Task objective
Could you quote every one of the lines below word for word, leaving the pictures out of your answer?

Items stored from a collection
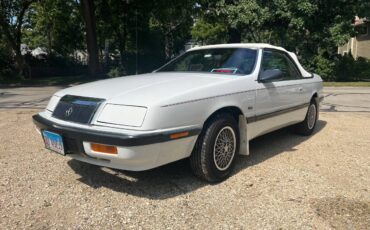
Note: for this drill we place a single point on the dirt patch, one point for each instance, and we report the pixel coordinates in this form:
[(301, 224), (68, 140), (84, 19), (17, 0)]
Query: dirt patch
[(343, 213)]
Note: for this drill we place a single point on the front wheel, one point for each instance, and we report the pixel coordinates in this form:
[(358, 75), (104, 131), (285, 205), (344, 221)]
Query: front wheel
[(214, 154), (307, 126)]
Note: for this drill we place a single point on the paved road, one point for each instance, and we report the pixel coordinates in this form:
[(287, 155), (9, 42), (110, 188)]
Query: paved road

Written solution
Note: for this drill we place a single point on the dirt patch, one point for each instance, and we report the pixel coordinates in this form:
[(301, 224), (68, 140), (84, 19), (17, 0)]
Query: dirt patch
[(343, 213)]
Note: for this drill we place a single point on the front wheel, one point for each instance, and we report the pixel coordinates in this form:
[(358, 75), (104, 131), (285, 205), (344, 221)]
Query: front wheel
[(214, 154), (307, 126)]
Note: for this drill we place a single point on the paved road, one point for each instance, and we report the pixel coordinates in this form:
[(287, 155), (9, 42), (110, 188)]
Query: paved road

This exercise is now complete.